**Given passage**

--- --- ---

Tuesday, June 23, 2015

BLACK AMERICANS REGRETTING VOTING FOR OBAMA #o4a #news #Obama

BLACK AMERICANS REGRETTING VOTING FOR OBAMA

BLACK AMERICANS REGRETTING VOTING FOR OBAMA 

Mr Americana, Overpasses News Desk
June 22nd, 2015
Overpasses For America

A poster of President Obama and, just to the left, a photo of him with Rep. Corrine Brown (D-Fla.) are on display at Weezy’s One Stop store in Jacksonville. (Octavio Jones/For The Washington Post)
A poster of President Obama and, just to the left, a photo of him with Rep. Corrine Brown (D-Fla.) are on display at Weezy’s One Stop store in Jacksonville. (Octavio Jones/For The Washington Post)
Jacksonville, Fla. — During those two electric Novembers, the chance to elect a black president, and then keep him in office, seized Regenia Motley’s neighborhood.
Nightclubs were registering voters. Churches held fish fries after loading buses that ferried parishioners to the polls. A truck hoisted a big sign that said “Obama.” And residents waited in long lines at precincts across the community.
But as Motley and some friends sought shade recently under a mulberry tree and looked across the landscape of empty lots and abandoned houses that has persisted here, they wondered whether they would ever bother voting again.
“What was the point?” asked Motley, 23, a grocery store clerk. “We made history, but I don’t see change.”
On Jacksonville’s north side and in other struggling urban neighborhoods across the country, where Barack Obama mobilized large numbers of new African American voters who were inspired partly by the emotional draw of his biography, high hopes have turned to frustration: Even a black president was unable to heal places still gripped by violence, drugs and joblessness.
The dynamic, made prominent in recent months after unrest in Baltimore and Ferguson, Mo., sets up a stark challenge for Hillary Rodham Clinton, the Democratic presidential front-runner.
While supporting Obama became a cause for many here rather than a typical campaign, Clinton faces a higher bar in making a case that she, too, can be a transformative figure.
Her campaign is planning to build on the multiethnic coalition that turned out to support Obama. Running to be the first female president, Clinton will also try to generate Obama-like enthusiasm among new voters — those who were too young to turn out for Obama or have not previously been engaged with politics.
Yet as her allies prepare to register voters and expand the black electorate, her candidacy presents residents here with a question: If Obama’s presidency didn’t do more to help African Americans, then how could hers?
The Rev. Lee Harris of Mount Olive Primitive Baptist Church in the historic Jacksonville neighborhood called Durkeeville. (Octavio Jones/For The Washington Post)
The Rev. Lee Harris of Mount Olive Primitive Baptist Church in the historic Jacksonville neighborhood called Durkeeville. (Octavio Jones/For The Washington Post)
“She is focusing on exactly the right issues,” said the Rev. Lee Harris of Mount Olive Primitive Baptist Church on the north side. “But here in Jacksonville, the issues won’t be enough.”
Clinton has shown in recent weeks that she intends to put high-priority issues for African Americans, particularly those who live in impoverished urban areas, at the top of her campaign agenda.
In her first major policy speech, in April, amid the Baltimore protests that followed the death of Freddie Gray, Clinton lamented how the incarcerations of hundreds of thousands of black men affected communities. She vowed to “deliver real reforms that can be felt on our streets, in our courthouses, and our jails and prisons, in communities too long neglected.”

--- --- ---

**Dataset section**
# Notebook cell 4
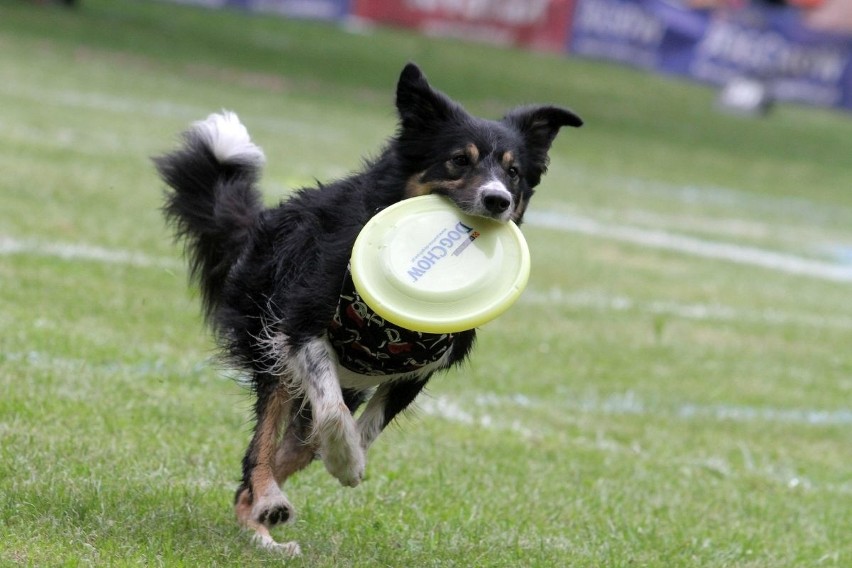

--- --- ---

**Given task**
Reproduce word for word the stretch of the Jacksonville article from "Nightclubs were registering" through "bother voting again.".

**Result for this task**
Nightclubs were registering voters. Churches held fish fries after loading buses that ferried parishioners to the polls. A truck hoisted a big sign that said “Obama.” And residents waited in long lines at precincts across the community.
But as Motley and some friends sought shade recently under a mulberry tree and looked across the landscape of empty lots and abandoned houses that has persisted here, they wondered whether they would ever bother voting again.